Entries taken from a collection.

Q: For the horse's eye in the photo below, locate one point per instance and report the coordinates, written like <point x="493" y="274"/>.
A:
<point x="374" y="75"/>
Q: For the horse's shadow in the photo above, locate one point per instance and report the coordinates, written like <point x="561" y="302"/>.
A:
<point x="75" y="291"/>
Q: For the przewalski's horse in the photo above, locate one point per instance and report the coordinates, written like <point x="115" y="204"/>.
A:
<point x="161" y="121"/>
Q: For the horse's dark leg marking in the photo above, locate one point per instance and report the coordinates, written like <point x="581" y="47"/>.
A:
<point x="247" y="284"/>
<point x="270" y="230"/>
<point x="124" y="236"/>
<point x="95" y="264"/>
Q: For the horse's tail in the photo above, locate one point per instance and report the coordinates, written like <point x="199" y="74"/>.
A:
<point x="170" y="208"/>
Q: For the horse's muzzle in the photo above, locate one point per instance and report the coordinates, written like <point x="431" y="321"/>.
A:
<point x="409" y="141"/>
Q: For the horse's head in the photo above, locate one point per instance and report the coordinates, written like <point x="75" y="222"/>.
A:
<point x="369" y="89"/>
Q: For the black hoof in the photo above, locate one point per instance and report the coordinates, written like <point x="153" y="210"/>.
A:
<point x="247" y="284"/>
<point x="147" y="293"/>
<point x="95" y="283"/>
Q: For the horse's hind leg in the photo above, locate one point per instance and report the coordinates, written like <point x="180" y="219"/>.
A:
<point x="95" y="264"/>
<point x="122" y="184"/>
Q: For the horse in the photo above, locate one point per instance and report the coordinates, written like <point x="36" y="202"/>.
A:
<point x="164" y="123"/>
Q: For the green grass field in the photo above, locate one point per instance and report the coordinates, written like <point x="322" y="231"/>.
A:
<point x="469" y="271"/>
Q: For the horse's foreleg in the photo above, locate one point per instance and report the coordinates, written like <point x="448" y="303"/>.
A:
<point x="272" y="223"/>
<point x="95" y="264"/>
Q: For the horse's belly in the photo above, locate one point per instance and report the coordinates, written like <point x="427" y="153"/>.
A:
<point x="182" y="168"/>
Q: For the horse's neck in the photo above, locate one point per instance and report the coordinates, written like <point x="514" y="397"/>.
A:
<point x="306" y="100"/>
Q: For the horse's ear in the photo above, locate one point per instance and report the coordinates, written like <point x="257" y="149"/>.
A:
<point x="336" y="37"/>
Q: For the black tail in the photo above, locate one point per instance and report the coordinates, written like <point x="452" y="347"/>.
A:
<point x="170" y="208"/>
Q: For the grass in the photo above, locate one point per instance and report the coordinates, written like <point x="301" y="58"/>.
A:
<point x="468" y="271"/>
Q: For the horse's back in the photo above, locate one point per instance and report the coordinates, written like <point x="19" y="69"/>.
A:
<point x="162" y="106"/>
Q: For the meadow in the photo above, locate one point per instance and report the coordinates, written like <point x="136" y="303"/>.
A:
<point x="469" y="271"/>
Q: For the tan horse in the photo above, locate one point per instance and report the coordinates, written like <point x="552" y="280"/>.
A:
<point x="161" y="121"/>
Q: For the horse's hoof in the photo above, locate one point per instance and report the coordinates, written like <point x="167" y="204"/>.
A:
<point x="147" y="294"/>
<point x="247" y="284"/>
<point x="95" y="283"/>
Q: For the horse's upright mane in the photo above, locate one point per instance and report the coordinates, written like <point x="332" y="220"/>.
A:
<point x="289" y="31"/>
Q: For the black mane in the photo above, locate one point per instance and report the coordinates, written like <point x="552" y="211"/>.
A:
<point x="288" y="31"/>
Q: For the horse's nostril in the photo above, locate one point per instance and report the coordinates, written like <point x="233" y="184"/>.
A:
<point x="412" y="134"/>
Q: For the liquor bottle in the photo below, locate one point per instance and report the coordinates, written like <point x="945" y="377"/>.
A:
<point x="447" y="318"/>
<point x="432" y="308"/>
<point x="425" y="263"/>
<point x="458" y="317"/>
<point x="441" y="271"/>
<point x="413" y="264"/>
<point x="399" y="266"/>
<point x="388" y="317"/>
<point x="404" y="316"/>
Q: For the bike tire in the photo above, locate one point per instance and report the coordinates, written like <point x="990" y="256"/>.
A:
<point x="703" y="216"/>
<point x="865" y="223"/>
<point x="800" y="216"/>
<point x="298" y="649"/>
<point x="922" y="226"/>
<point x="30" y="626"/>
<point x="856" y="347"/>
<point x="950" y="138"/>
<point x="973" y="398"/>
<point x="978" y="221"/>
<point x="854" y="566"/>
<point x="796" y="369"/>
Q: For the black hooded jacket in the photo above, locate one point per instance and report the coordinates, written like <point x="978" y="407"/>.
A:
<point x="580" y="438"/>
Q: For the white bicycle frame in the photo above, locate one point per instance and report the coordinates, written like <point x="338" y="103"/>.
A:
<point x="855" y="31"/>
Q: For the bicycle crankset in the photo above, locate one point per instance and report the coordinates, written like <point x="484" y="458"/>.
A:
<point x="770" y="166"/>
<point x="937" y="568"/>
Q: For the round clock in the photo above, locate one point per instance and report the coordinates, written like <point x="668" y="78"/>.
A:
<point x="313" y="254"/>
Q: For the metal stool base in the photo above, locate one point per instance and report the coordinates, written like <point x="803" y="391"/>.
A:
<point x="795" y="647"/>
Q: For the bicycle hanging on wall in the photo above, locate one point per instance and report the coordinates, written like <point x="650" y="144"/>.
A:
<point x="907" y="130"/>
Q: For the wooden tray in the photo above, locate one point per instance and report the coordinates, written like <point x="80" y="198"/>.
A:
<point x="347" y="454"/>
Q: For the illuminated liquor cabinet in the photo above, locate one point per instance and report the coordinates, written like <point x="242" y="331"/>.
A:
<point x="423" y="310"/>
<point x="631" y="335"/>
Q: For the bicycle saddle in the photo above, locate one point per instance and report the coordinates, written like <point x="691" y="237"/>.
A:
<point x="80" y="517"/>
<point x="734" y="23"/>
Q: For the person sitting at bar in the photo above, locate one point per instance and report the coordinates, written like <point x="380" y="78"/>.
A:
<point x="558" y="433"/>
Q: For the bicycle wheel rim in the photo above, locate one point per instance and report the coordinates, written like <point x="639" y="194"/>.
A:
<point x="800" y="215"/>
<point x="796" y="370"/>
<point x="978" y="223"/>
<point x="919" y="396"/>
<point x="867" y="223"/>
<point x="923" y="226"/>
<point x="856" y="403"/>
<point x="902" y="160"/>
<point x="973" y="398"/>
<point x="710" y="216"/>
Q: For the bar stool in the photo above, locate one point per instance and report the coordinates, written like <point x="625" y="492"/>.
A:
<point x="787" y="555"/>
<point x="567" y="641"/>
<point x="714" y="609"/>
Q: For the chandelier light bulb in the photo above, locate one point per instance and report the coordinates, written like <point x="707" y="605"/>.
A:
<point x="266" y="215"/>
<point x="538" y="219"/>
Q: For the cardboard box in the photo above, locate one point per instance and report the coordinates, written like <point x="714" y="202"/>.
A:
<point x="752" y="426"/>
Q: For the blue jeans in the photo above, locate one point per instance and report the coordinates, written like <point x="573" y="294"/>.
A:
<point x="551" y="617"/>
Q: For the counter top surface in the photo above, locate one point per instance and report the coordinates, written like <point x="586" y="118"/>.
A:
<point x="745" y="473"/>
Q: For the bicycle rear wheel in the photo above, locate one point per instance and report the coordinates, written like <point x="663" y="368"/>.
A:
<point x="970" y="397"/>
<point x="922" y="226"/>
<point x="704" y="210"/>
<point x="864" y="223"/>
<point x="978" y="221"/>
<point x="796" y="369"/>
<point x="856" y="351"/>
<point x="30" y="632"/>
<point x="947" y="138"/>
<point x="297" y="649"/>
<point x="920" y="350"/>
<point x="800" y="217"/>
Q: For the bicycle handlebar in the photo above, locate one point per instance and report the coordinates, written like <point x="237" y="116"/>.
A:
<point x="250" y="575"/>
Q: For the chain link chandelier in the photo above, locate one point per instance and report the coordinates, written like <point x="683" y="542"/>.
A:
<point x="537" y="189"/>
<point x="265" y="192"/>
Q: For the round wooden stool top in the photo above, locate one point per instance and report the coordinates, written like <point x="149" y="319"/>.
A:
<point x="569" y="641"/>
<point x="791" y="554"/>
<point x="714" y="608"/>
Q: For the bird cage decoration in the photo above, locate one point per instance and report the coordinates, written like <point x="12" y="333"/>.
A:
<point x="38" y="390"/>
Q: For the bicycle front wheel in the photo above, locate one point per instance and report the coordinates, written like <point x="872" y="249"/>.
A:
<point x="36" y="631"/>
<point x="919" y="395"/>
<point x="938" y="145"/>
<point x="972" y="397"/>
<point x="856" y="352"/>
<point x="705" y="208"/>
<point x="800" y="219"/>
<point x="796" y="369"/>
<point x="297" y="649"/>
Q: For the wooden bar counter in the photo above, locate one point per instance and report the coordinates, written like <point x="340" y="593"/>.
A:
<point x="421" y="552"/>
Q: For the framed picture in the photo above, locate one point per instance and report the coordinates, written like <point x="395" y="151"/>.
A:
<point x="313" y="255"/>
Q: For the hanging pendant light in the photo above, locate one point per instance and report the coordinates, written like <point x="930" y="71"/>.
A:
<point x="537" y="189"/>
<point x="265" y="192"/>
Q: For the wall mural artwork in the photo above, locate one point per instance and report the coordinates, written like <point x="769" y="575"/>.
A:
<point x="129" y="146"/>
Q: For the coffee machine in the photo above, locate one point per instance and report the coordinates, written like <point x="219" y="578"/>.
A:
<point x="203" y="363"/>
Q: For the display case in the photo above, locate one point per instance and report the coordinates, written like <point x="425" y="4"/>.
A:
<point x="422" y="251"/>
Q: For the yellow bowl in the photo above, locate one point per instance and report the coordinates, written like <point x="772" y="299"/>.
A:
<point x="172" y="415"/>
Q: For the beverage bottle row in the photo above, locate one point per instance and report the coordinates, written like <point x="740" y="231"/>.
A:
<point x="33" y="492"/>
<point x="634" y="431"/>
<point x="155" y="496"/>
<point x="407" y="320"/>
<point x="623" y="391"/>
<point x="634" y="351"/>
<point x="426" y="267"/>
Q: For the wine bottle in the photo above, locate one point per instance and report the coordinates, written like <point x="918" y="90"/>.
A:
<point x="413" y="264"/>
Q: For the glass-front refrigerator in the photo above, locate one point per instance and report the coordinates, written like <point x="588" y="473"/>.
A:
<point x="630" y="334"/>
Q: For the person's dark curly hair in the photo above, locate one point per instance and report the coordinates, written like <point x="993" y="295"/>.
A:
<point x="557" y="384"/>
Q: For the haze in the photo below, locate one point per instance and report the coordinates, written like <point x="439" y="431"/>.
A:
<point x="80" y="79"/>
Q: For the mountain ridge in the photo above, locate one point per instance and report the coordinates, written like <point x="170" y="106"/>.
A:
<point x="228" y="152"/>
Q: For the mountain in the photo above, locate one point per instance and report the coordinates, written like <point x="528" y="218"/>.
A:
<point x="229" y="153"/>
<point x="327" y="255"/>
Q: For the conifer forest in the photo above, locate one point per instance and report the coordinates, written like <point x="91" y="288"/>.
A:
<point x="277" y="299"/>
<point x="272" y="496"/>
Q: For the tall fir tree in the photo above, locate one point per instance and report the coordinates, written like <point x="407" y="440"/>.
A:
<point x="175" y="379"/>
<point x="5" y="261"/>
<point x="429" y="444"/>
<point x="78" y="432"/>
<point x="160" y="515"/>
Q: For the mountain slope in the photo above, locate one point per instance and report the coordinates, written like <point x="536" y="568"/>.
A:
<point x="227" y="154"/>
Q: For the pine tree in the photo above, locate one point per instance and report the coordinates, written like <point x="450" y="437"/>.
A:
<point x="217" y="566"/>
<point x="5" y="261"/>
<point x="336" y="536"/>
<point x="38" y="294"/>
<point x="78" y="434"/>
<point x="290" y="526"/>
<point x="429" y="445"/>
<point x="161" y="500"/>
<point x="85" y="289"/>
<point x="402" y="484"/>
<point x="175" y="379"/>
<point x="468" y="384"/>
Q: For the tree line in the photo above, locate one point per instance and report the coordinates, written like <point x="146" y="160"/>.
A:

Given problem. Emit verbatim the lines running from the one with "Q: For the glass-front" through the last line of the data, both endpoints inclusive.

Solution to this task.
Q: For the glass-front refrigerator in the photo above, locate one point per instance and report the coordinates, written like <point x="588" y="473"/>.
A:
<point x="630" y="334"/>
Q: For the person's dark curly hair in the photo above, locate one point per instance and report the coordinates, written like <point x="993" y="295"/>.
A:
<point x="557" y="384"/>
Q: For the haze in the photo below, locate one point per instance and report the coordinates, written like <point x="439" y="431"/>.
A:
<point x="80" y="79"/>
Q: For the mountain ridge in the photo above, locate one point per instance and report the coordinates, written like <point x="170" y="106"/>.
A:
<point x="228" y="152"/>
Q: For the mountain in the photo above, locate one point per instance and report the coordinates, written like <point x="528" y="218"/>.
A:
<point x="229" y="153"/>
<point x="327" y="255"/>
Q: For the conifer forest in the photo above, locate one point per instance and report the coordinates, written like <point x="91" y="288"/>.
A:
<point x="277" y="299"/>
<point x="272" y="496"/>
Q: For the tall fir tree in the photo above, locate one point per instance and report the coordinates, written like <point x="407" y="440"/>.
A:
<point x="175" y="379"/>
<point x="5" y="261"/>
<point x="429" y="444"/>
<point x="78" y="432"/>
<point x="160" y="515"/>
Q: For the mountain slope in the photo above, locate one point per instance and report the coordinates, written like <point x="536" y="568"/>.
A:
<point x="227" y="154"/>
Q: For the pine tree in the photo above, locate one point per instance and report the coordinates, written like <point x="450" y="437"/>.
A:
<point x="217" y="566"/>
<point x="5" y="261"/>
<point x="336" y="536"/>
<point x="38" y="294"/>
<point x="78" y="434"/>
<point x="290" y="526"/>
<point x="429" y="445"/>
<point x="161" y="500"/>
<point x="85" y="289"/>
<point x="402" y="484"/>
<point x="175" y="379"/>
<point x="468" y="384"/>
Q: For the tree line in the photo above, locate one point per instance and report the coordinates, written like <point x="146" y="160"/>.
A:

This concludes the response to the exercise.